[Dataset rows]
::::::

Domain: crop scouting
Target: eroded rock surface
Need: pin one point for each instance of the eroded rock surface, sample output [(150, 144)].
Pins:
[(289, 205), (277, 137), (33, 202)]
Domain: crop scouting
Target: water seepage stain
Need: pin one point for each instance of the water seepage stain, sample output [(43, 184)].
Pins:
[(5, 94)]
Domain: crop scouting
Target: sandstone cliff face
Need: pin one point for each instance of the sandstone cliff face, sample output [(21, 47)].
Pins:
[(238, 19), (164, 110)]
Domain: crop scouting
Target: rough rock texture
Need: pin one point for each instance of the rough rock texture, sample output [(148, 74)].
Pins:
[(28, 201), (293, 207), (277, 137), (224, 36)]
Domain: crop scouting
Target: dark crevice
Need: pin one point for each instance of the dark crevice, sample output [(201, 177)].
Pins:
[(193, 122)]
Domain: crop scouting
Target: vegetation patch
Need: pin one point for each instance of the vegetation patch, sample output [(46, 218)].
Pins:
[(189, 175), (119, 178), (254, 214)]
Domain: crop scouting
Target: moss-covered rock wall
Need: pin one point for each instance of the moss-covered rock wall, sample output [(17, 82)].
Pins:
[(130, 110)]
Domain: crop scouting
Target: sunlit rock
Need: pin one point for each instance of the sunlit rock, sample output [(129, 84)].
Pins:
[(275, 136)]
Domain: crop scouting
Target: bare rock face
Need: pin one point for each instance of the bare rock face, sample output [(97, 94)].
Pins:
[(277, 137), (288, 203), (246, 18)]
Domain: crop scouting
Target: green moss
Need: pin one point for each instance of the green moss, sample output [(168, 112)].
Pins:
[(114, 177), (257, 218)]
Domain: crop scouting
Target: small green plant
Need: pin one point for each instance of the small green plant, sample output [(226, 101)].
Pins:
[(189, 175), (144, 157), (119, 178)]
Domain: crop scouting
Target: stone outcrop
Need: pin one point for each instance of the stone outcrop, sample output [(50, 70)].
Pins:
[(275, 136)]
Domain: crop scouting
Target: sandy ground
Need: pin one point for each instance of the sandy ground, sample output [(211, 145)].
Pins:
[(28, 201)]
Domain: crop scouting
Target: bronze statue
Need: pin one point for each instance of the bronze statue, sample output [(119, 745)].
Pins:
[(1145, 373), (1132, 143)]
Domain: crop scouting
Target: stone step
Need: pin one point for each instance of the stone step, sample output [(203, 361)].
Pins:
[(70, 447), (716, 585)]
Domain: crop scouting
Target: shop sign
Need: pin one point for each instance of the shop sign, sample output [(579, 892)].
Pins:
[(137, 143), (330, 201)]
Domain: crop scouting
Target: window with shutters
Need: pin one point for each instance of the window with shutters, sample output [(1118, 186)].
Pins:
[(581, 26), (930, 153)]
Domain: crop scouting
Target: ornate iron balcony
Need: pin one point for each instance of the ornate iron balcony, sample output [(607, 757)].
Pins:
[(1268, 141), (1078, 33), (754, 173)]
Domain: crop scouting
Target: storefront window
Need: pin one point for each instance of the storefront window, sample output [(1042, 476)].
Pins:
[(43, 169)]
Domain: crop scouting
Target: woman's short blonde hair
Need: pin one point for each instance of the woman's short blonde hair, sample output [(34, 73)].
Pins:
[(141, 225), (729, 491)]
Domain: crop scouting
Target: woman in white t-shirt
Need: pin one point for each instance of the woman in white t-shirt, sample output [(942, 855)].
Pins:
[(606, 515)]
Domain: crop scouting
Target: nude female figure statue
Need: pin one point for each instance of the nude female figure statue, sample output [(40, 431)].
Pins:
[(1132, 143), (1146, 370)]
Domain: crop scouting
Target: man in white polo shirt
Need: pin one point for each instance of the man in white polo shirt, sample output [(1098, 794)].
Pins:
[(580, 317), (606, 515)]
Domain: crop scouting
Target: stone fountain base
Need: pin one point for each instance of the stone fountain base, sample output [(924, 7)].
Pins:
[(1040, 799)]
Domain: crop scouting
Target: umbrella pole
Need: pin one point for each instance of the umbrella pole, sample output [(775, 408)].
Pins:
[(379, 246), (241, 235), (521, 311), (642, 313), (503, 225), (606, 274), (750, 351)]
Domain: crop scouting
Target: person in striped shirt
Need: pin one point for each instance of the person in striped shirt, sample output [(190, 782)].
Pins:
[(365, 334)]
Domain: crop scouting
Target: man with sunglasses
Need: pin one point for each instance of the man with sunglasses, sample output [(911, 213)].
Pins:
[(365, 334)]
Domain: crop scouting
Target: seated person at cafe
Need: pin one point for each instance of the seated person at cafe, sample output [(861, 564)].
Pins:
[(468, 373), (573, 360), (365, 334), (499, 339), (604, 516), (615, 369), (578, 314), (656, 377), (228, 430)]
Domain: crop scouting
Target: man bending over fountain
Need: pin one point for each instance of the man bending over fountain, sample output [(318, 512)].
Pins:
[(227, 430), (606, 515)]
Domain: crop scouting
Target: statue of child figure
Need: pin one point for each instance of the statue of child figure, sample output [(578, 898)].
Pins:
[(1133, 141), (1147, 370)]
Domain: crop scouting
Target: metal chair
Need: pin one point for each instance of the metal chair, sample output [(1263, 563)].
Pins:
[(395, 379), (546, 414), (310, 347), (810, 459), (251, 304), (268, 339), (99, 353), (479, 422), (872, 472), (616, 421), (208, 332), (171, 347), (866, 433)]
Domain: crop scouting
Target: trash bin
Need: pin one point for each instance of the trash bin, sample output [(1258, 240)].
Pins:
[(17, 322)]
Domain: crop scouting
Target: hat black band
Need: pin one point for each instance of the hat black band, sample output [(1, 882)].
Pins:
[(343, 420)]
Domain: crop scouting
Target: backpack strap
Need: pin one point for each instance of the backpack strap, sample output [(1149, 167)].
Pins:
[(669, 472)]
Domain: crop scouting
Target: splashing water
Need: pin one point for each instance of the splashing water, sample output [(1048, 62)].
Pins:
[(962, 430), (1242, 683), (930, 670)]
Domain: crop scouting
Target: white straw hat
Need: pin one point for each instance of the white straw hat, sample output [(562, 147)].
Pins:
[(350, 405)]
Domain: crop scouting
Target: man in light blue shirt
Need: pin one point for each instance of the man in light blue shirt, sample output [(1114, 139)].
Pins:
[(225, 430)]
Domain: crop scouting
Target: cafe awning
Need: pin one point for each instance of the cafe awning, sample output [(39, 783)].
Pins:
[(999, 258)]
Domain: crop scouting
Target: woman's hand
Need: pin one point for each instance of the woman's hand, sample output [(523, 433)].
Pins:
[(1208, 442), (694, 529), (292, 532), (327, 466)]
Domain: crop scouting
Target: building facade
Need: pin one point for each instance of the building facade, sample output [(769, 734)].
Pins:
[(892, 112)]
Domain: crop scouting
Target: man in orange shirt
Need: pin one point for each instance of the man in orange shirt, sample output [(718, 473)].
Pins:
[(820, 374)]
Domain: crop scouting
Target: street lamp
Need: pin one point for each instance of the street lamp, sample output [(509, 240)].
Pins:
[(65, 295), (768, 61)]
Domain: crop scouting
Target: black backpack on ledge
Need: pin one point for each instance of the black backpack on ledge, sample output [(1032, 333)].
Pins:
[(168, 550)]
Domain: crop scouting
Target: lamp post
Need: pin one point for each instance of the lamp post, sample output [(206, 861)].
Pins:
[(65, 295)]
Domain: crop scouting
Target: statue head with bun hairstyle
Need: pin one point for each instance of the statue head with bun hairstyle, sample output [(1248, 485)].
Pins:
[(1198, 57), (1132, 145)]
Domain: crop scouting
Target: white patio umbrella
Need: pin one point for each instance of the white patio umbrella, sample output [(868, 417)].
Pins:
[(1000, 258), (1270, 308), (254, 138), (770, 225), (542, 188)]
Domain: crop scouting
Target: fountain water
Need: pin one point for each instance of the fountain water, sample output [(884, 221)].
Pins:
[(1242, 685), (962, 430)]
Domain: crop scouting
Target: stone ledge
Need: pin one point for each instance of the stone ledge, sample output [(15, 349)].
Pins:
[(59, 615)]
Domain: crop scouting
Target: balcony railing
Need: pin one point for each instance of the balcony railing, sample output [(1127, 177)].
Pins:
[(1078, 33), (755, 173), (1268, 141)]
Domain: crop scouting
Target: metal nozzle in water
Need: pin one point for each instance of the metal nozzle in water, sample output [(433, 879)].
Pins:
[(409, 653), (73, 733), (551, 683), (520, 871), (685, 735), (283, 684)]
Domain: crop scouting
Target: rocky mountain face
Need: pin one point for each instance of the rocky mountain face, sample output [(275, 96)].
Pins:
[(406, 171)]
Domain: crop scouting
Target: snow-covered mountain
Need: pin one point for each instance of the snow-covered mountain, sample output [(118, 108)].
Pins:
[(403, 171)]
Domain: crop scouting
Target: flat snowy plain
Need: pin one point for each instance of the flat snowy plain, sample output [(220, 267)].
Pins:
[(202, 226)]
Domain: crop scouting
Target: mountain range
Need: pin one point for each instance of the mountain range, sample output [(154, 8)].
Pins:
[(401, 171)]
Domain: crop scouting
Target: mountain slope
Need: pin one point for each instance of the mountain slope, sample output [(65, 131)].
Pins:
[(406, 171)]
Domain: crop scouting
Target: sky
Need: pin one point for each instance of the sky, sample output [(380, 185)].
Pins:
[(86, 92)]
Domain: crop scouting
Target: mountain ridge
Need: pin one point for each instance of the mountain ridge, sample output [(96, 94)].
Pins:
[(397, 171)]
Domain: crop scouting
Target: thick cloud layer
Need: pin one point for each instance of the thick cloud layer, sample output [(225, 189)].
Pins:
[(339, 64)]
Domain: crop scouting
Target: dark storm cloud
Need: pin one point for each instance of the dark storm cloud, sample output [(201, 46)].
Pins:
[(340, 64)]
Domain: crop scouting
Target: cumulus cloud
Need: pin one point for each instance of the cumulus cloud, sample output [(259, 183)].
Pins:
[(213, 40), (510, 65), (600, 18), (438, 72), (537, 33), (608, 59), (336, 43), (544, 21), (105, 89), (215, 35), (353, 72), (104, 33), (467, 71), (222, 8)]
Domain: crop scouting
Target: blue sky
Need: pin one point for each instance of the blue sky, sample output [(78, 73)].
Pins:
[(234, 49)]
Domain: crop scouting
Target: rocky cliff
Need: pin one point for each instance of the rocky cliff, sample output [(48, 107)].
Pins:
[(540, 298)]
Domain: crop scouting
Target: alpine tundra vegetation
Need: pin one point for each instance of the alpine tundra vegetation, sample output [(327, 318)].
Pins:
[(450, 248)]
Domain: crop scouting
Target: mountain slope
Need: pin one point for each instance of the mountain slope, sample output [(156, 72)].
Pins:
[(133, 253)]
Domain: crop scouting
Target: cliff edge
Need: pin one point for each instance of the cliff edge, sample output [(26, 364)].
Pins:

::::::

What to do: Please find and copy every line of the data above that contains the word "ground", matching case exactly.

Exercise answer:
Target: sandy ground
Need: pin one point for each instance of the sandy ground, sample output [(211, 145)].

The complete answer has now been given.